Begin Source passage

# bad flea problem!!



## Noel (May 24, 2008)

my dog has a pretty bad flea problem. 
every week and a half i will give my dog a flea bath. it doesnt even work for a day. the day after i give her the flea bath, i run the flea comb over and, and i see fleas, and flea dirt and A LOT of it in the flea comb. i have to comb her every single day now.

i used to have her on flea meds, and that didnt work at all, either. i had her on k-9 advantix. they didnt work. a couple days after i put the flea meds, i would run the flea comb over her, and get a whole bunch on fleas/flea dirt. 
i did continue to give her a bath, but i used regular dog shampoo. it was the kind that didnt wash flea meds off. 

i even tried giving her flea meds twice a month and that didnt help either. she has a pretty dense coat, and we live in florida, so that doesnt help the matter at all. 

does anyone have any advice???


----------



## Lovin'Dawgs (May 22, 2008)

You're infested. No matter what you do, if you don't get all the bedding, the carpeting, the yard, and perhaps even the car, you won't get anywhere. The meds probably are working but they only kill as the dog is bitten so as one or two die, more jump on from the bedding and such.

End Source passage

=== Problem set ===
1. From the flea-problem thread, duplicate the passage starting with "# bad flea problem!!" and going on through "on fleas/flea dirt.".
2. Answer these questions from the flea-problem thread:
(a) How often does the first poster give the dog a flea bath?
(b) Which flea medication did the dog use before?
(c) According to the reply, when do the meds kill fleas?

Begin Given material

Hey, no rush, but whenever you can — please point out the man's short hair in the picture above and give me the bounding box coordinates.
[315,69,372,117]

End Given material

=== Complete answers ===
1.
# bad flea problem!!



## Noel (May 24, 2008)

my dog has a pretty bad flea problem. 
every week and a half i will give my dog a flea bath. it doesnt even work for a day. the day after i give her the flea bath, i run the flea comb over and, and i see fleas, and flea dirt and A LOT of it in the flea comb. i have to comb her every single day now.

i used to have her on flea meds, and that didnt work at all, either. i had her on k-9 advantix. they didnt work. a couple days after i put the flea meds, i would run the flea comb over her, and get a whole bunch on fleas/flea dirt.

2.
(a) Every week and a half.
(b) K-9 Advantix.
(c) Only as the dog is bitten.